◆ **LESETEXT**
-------
Definitive Versorgung

Die Umsetzung der Schienenposition in eine definitive Versorgung nach adäquater Einstellung der Vertikaldimension und der Okklusionsebene in Zentrikrelation ist sicher unproblematisch. Eine Schiene zum Schutz der Rekonstruktion ist wahrscheinlich hilfreich, sollte jedoch auch niedriger als die Ruheschwebelage sein, damit der Reflexmechanismus „Kieferöffnung“ funktioniert.

Thielemann’sches Diagonalgesetz

Die größten Probleme bereitet eine prothetische Rekonstruktion, wenn ein einseitiges Kompressionsgelenk vorliegt. Das führt zum Verlust der Eckzahnspitze auf der betroffenen Seite (Abb. 10) und zur Abrasion des palatinalen Höckers des kontralateralen 7ers (Abb. 11) – bekannt als Thielemann’sches Diagonalgesetz. Auf der Kompressionsseite kommt es zu einer verringerten vertikalen Dimension, zur Abrasion des Eckzahnes und ggf. des 32/42, die Mittellinie wandert zu dieser Seite. Auf der anderen Seite wird das Kiefergelenk extendiert (Distraktionsgelenk). Eine Schienentherapie, die beide Seiten vertikal hebt, löst das Problem nicht. Voraussetzung, dass die Kondyle auf der Kompressionsseite sich ventral stabilisiert, ist, dass der M. pterygoideus lat. in Funktion ist. Der untere Kopf zieht die Kondyle bei der Öffnung nach ventral und der obere Kopf „zügelt“ die Schließbewegung und hält die Kondyle ventral.
-------
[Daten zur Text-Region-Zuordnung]

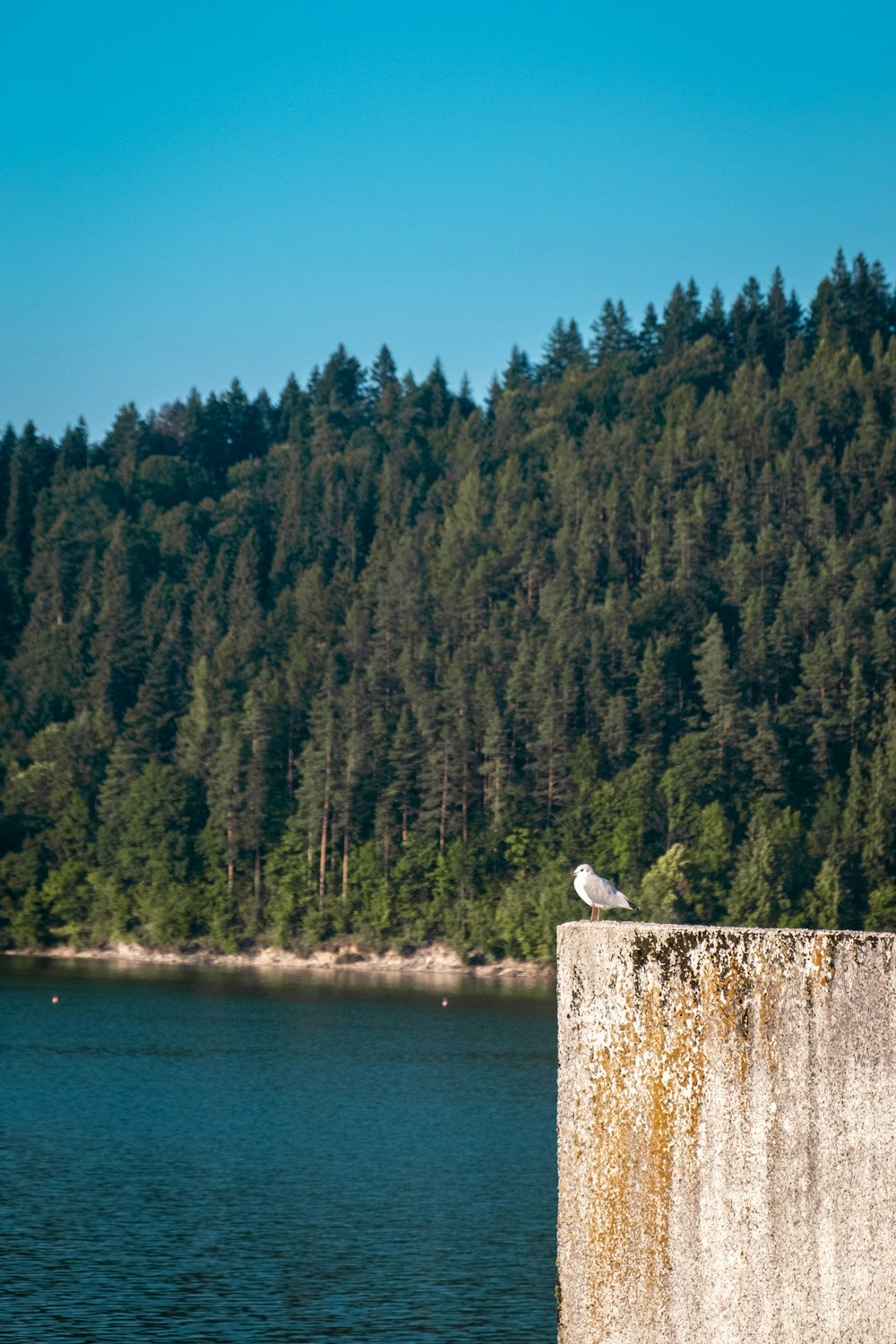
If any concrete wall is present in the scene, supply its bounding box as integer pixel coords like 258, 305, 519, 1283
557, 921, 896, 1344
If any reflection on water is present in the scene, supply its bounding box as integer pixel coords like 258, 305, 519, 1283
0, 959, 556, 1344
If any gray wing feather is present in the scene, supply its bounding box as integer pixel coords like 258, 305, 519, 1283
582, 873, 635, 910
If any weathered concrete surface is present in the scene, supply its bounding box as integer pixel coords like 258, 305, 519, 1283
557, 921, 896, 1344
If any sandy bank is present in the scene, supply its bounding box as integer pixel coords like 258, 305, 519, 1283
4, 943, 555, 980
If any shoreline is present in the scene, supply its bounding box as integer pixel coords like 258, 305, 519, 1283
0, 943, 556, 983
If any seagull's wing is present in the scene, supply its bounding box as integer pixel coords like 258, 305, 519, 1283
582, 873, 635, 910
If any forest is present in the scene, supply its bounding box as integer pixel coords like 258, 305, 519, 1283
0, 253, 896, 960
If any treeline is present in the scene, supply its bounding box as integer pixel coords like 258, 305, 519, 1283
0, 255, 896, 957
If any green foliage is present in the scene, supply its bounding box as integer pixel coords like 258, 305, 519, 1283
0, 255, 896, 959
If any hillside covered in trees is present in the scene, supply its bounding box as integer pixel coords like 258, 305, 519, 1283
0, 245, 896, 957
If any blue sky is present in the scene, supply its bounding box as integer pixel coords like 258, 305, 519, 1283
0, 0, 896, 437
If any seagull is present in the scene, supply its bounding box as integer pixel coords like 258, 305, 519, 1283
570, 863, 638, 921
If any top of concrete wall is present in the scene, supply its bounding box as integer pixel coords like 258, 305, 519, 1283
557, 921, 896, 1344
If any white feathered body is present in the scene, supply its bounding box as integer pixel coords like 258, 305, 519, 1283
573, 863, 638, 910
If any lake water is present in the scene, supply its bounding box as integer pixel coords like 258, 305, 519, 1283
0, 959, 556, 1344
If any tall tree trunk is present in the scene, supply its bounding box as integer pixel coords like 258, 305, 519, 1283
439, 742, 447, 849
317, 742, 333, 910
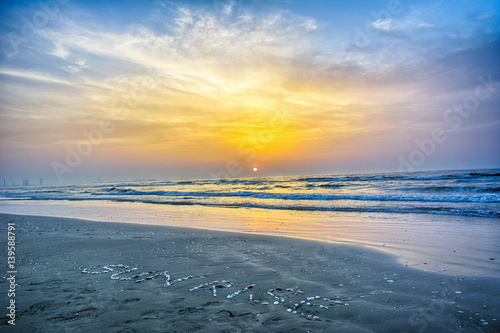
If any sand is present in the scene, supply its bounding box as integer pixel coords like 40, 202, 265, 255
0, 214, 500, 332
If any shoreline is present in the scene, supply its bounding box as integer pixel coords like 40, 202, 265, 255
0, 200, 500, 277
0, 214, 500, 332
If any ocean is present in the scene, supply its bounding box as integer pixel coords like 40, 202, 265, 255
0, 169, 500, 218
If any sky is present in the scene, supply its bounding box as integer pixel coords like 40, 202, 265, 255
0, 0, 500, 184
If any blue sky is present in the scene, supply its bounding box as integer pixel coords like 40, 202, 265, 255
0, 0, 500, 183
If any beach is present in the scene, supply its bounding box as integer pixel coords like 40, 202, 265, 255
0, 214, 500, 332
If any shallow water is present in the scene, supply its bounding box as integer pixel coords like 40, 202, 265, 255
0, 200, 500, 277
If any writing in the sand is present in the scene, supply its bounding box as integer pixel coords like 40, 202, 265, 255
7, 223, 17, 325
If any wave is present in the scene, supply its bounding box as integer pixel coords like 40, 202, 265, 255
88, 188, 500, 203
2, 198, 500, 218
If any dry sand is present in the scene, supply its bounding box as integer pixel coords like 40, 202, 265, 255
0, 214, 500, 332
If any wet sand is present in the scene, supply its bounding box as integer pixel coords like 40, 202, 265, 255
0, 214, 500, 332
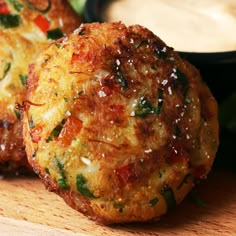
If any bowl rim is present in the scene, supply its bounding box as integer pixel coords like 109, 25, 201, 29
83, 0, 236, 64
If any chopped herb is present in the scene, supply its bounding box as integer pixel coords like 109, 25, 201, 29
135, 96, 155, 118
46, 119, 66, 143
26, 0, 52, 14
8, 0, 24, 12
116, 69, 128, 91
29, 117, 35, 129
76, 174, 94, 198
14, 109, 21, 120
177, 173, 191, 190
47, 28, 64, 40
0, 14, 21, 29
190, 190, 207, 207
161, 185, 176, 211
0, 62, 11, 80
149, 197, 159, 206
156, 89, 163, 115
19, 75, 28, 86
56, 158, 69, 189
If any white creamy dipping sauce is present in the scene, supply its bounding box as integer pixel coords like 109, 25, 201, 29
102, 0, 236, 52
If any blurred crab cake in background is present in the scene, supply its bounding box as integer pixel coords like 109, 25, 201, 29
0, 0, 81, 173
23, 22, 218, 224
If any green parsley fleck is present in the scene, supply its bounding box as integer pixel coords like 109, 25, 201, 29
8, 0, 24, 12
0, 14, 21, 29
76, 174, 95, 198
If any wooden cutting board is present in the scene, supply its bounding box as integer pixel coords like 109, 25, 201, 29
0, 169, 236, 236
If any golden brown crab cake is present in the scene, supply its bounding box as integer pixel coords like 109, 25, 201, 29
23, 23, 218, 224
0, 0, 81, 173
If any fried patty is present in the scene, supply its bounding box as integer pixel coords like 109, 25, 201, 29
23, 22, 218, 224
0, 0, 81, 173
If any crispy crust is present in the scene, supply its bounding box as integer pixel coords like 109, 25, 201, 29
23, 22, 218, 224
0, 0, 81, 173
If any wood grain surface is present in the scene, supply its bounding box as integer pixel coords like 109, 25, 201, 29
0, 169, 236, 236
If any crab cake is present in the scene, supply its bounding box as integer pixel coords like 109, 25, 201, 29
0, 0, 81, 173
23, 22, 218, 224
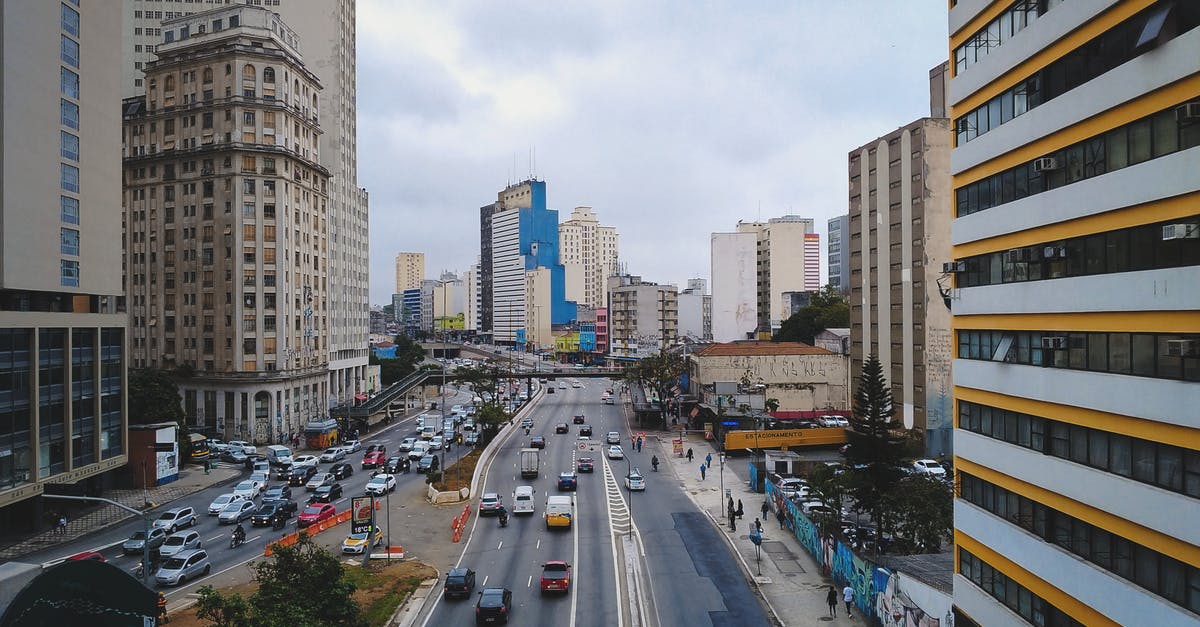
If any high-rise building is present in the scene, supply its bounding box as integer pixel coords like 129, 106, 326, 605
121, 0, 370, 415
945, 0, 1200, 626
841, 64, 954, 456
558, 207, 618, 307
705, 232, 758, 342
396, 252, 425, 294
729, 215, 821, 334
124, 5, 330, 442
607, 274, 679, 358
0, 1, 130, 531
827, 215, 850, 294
-------
◆ **DEINE AUFGABEN**
• A. Nenne die Bezeichnung, die der Lesetext für das Kiefergelenk auf der Seite gegenüber dem Kompressionsgelenk verwendet.
• B. Gib den Absatz des Lesetexts, der mit „Die größten Probleme bereitet“ beginnt, gekürzt als Stichpunktliste wieder und behalte dabei seine wesentlichen Fakten bei.
Die Daten sind eigenständiges Material und gehören nicht zum Lesetext.

◆ **LÖSUNGEN**
• A. Distraktionsgelenk.

• B.
- Größtes Problem für eine prothetische Rekonstruktion: ein einseitiges Kompressionsgelenk.
- Folgen: Verlust der Eckzahnspitze auf der betroffenen Seite und Abrasion des palatinalen Höckers des kontralateralen 7ers (Thielemann’sches Diagonalgesetz).
- Kompressionsseite: verringerte vertikale Dimension, Abrasion des Eckzahnes und ggf. des 32/42, die Mittellinie wandert zu dieser Seite.
- Gegenseite: Das Kiefergelenk wird extendiert (Distraktionsgelenk).
- Eine Schienentherapie, die beide Seiten vertikal hebt, löst das Problem nicht.
- Damit sich die Kondyle auf der Kompressionsseite ventral stabilisiert, muss der M. pterygoideus lat. in Funktion sein.
- Der untere Kopf zieht die Kondyle bei der Öffnung nach ventral, der obere Kopf „zügelt“ die Schließbewegung und hält die Kondyle ventral.